-- WRITTEN REQUEST --
Repeat the records below exactly, leaving out any pictures.

(Location identification items)

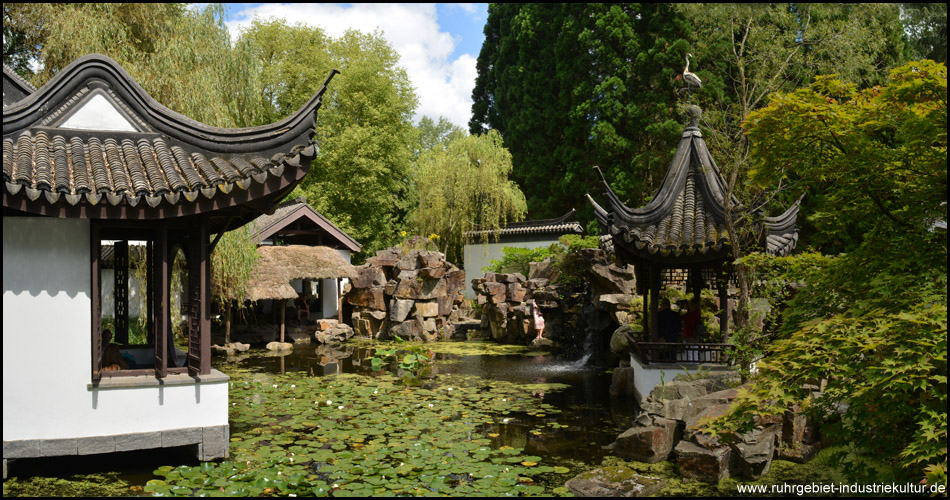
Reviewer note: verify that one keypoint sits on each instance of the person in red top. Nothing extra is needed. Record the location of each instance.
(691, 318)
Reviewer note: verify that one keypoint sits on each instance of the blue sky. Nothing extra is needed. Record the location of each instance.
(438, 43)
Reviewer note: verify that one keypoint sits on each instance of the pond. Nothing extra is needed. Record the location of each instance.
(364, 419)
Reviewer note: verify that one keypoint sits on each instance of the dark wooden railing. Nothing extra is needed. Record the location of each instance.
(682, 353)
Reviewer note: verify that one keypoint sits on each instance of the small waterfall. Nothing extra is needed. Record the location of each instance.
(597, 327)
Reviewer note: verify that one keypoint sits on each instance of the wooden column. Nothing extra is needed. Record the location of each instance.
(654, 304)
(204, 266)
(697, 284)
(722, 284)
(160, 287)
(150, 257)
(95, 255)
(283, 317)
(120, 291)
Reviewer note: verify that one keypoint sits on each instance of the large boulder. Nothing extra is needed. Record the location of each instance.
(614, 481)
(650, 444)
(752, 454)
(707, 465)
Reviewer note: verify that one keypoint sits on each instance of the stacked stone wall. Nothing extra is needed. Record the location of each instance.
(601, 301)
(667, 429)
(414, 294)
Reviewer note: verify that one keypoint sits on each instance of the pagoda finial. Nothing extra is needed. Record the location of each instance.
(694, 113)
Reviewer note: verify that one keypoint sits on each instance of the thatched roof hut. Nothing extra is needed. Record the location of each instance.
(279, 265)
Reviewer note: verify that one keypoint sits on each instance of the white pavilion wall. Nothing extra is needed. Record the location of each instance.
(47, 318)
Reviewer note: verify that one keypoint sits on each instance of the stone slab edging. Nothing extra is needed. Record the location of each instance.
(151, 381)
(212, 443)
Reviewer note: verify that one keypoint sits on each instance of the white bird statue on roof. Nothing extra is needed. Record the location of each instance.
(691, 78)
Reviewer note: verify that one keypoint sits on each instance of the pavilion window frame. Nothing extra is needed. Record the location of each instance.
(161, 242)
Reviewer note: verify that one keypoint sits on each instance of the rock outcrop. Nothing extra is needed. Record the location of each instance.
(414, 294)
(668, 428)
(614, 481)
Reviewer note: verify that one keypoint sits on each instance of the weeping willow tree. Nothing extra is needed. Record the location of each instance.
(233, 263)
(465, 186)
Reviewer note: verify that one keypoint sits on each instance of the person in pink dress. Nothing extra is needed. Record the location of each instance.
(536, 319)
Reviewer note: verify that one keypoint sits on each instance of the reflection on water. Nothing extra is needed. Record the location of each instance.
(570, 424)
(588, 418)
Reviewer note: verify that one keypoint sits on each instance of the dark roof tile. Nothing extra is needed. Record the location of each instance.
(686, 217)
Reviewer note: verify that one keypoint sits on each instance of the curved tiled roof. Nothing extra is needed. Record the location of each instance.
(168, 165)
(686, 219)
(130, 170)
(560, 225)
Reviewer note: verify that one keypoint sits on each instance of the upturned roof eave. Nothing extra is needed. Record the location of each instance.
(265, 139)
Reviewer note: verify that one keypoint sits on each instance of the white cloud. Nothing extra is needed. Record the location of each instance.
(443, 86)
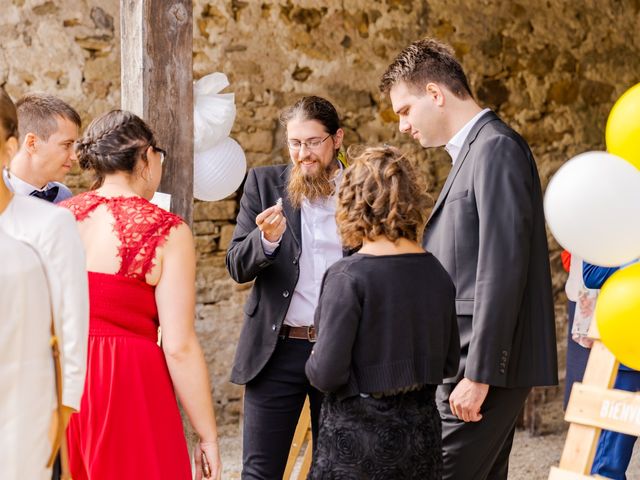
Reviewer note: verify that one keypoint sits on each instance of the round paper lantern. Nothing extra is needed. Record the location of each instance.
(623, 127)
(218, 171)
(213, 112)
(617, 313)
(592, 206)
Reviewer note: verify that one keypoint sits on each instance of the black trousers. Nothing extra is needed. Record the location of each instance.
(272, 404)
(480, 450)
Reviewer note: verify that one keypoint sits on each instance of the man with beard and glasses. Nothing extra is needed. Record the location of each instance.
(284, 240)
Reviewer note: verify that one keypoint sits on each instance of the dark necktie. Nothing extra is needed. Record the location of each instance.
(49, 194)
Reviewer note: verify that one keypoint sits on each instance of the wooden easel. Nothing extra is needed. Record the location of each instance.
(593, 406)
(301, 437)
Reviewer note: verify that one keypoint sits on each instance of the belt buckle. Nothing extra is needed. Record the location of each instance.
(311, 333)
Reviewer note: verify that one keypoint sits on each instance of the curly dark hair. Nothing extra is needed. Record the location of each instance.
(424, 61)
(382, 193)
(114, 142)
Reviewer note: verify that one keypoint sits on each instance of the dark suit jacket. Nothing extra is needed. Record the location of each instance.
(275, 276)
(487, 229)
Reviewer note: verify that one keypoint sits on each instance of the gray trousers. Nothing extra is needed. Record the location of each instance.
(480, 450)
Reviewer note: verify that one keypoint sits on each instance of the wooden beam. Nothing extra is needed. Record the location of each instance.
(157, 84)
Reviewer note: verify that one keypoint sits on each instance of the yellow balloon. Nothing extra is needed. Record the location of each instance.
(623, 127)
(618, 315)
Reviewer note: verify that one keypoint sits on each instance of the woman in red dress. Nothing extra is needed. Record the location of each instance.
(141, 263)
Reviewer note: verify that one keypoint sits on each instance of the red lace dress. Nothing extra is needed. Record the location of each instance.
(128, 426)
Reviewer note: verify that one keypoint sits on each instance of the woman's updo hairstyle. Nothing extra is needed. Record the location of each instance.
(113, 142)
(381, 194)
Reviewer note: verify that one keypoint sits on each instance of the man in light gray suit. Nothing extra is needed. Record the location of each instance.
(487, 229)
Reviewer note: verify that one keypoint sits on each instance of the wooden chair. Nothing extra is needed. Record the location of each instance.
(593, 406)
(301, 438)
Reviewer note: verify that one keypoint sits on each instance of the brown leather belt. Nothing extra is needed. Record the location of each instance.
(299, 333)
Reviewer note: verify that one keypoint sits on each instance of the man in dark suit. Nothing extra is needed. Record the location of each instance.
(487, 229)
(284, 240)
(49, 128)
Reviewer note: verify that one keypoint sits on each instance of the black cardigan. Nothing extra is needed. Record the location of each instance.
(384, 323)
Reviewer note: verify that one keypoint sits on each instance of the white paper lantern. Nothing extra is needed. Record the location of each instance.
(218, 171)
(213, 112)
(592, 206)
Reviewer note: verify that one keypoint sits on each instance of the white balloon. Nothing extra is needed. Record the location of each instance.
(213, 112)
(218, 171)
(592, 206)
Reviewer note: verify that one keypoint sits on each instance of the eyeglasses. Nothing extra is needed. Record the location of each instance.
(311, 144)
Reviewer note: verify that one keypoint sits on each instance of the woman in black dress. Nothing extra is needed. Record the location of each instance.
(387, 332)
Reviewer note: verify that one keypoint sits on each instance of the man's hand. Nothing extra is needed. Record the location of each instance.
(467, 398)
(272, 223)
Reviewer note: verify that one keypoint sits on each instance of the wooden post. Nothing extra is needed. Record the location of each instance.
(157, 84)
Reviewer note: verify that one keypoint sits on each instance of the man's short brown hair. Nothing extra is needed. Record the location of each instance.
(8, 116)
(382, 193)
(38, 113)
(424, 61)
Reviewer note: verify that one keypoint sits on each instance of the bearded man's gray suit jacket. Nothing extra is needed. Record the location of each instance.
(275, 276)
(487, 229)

-- TASK RESULT --
Reviewer note: verify that one keypoint sits on each instance of the person in red top. Nothing extra is needed. Record the location of each instance.
(691, 318)
Reviewer note: verify that one keypoint sits on each instance of the blue sky. Nothing extra is needed. Record the location of each instance.
(438, 43)
Reviewer note: verify that one keypoint sits on each instance of the pond. Nothing extra is needed. Record the location of each instance.
(364, 419)
Reviewer note: verify that one keypoint sits on each instance of the dark wooden railing. Nothing extra is needed. Record the location of each instance.
(682, 353)
Reviewer note: verify that one keypoint sits on each instance of the small waterfall. Nothing extra is needed. Record the location of each instance.
(597, 327)
Reviewer note: verify that one keypoint sits on each instance of the wooden column. Nothing extra is needed. Record the location of each instance.
(654, 304)
(204, 266)
(697, 284)
(722, 284)
(160, 287)
(150, 257)
(95, 255)
(283, 317)
(120, 291)
Reviewer note: verify that one keypoint sits on each instance of the large boulder. Nothing extra is needed. Record the location of each instance.
(614, 481)
(650, 444)
(752, 454)
(707, 465)
Reviewer note: verify that one keypoint sits on each instance of the stacked stone wall. Nothing extra is needed. Record the location of each instance.
(601, 301)
(667, 429)
(414, 294)
Reviewer note: verify that one keypoint sits on each instance of the pagoda finial. Nothing extra is needed. Record the location of each instance.
(694, 113)
Reviewer note: verify that one keypoint sits on each instance of the thatched roof hut. Nothing extra is needed. Record the location of each instance.
(279, 265)
Reviewer note: verify that one keypoint sits on each instance of the white pavilion wall. Nothing extra is needed. Record the location of each instance.
(47, 318)
Reviewer note: verify that one keypoint sits on each instance of the stone slab edging. Nothing extra is needed. Record the location of each instance.
(151, 381)
(212, 443)
Reviewer note: verify that one keypoint sits on each instance of the white bird statue on roof. Nothing extra is needed. Record the location of each instance.
(691, 78)
Reviewer note: verify that one keypoint sits on each instance of the pavilion window frame. Nothing extra is needed. Record the location of each instance.
(161, 242)
Reviewer note: verify that one keypoint sits on each instance of the rock outcrop. Nothing extra is needed. Record the location of each instance.
(414, 294)
(668, 428)
(614, 481)
Reviewer note: verify that one keypoint sits on each instance of the weeping willow tree. Nothing extra is needed. Record the location of each instance.
(233, 263)
(465, 186)
Reviewer note: verify that one keypoint sits on each instance of the person in pink dress. Nothing extra is needed. Record the location of each instance.
(536, 319)
Reviewer note: verify that one keypoint sits on each instance of the reflection on water. Nothing extra is needed. Record the location of each instance.
(570, 424)
(588, 418)
Reviewer note: verify that one keypoint sits on each instance of the dark roof tile. Nothing extra is needed. Record the location of each instance.
(686, 217)
Reviewer note: verify that one keypoint sits on each instance of the curved tiled roof. Nothing extra is needed. Record the location of each instance.
(168, 165)
(686, 219)
(130, 170)
(560, 225)
Reviewer note: verify that one keypoint sits on each instance of the upturned roof eave. Nothing extra is needed. Record the location of each instance.
(265, 139)
Reviewer note: verify that one keypoint sits on each instance of the white cloud. Nothing extra is needed. Record the location of each instance.
(443, 86)
Reviewer note: verify that one keypoint sits on each instance of the round paper lantern. Nothing extra is needed. Record the location of each instance.
(623, 127)
(218, 171)
(213, 112)
(617, 313)
(592, 206)
Reviewer note: verify that one keypoint sits on each instance of the black trousers. Nothing extra is needed. Record the location of each instance.
(272, 404)
(480, 450)
Reviewer note: verify that one keypoint sits on each instance of the man with beard and glasses. Nothing extra is needed. Record the location of each instance.
(284, 240)
Reviewer note: verify that one keypoint sits on each instance of the dark necktie. Nothing extra is needed. Record the location of each instance.
(49, 194)
Reviewer note: verify that one keypoint sits on each instance of the wooden easel. Nothing extra is needed. Record the location of each instance.
(593, 406)
(301, 437)
Reviewer note: verify that one keypoint sits on each instance of the belt buckle. Nothing extra is needed. Record the location of each instance.
(311, 333)
Reviewer note: verify that one keypoint sits on each instance of the curly dark hair. Nothing extra is needed. Record the location of each instance.
(424, 61)
(382, 193)
(114, 142)
Reviewer note: verify that one keypoint sits on each instance of the dark suit jacket. Nothing extra is needed. Record the location of each instance.
(275, 276)
(487, 229)
Reviewer note: verify that one keypoint sits on each instance of the gray trousers. Nothing extra is needed. Record the location of each instance.
(480, 450)
Reviewer note: verify that one keypoint sits on each instance of the wooden beam. Nothing extra is needed. Record the location of each instance.
(157, 84)
Reviewer note: verify that one keypoint sits on each instance of the yellow balloon. Nothing extra is needed. Record the location of each instance.
(623, 127)
(618, 315)
Reviewer note: verify that one keypoint sits on each instance of the woman in red dress. Nothing extra is needed. Record the location of each instance.
(141, 263)
Reviewer note: verify that one keypoint sits on each instance of the red lace dress. Nothing extra is needed. Record the location of each instance.
(128, 426)
Reviewer note: verify that one keypoint sits on each instance of the woman's updo hairstyle. Nothing extra is needed. Record the location of each instance.
(113, 142)
(381, 194)
Reviewer note: verify that one keypoint sits on each instance of the man in light gray suit. Nothing extra is needed. Record the location of each instance.
(487, 229)
Reviewer note: verify that one keypoint sits on each instance of the wooden chair. Nothing extra is needed. Record the location of each instance.
(593, 406)
(301, 438)
Reviewer note: verify that one keypoint sits on each instance of the brown leather belt. Nothing extra is needed. Record the location of each instance.
(299, 333)
Reviewer note: verify that one keypoint sits on each instance of the man in dark suit. Nothing extra is needed. Record the location of each instance.
(487, 229)
(284, 240)
(49, 128)
Reviewer note: verify that one keypoint sits on each instance of the black cardigan. Nothing extra is needed. Record the location of each instance.
(384, 323)
Reviewer note: verify that one keypoint sits on each instance of the white paper lantern. Nothing extra is needed. Record the location of each instance.
(218, 171)
(213, 112)
(592, 206)
Reviewer note: verify that one keypoint sits on each instance of the white balloon. Nothing extra is needed. Record the location of each instance.
(213, 112)
(218, 171)
(592, 206)
Reviewer note: verify that one keypoint sits on each instance of the eyeglasses. Nothing extra is needed. Record the location of each instance.
(311, 144)
Reviewer note: verify that one keypoint sits on each instance of the woman in black dress. Nothing extra is needed. Record the location of each instance.
(387, 332)
Reviewer note: verify that one keypoint sits on each instance of the man's hand. Nothing extra is needed. Record the location of each instance.
(467, 398)
(272, 223)
Reviewer note: verify that one keypoint sits on each instance of the wooden post. Nothing extra is needed. Record the location of each instance.
(157, 84)
Reviewer note: verify that one keypoint sits on each instance of the man's short brown hair. Nothing extra is needed. Record the location of each instance.
(8, 116)
(382, 193)
(38, 113)
(424, 61)
Reviewer note: verify that one keypoint sits on each instance of the bearded man's gray suit jacket. Nothing extra is needed. Record the location of each instance.
(275, 276)
(487, 229)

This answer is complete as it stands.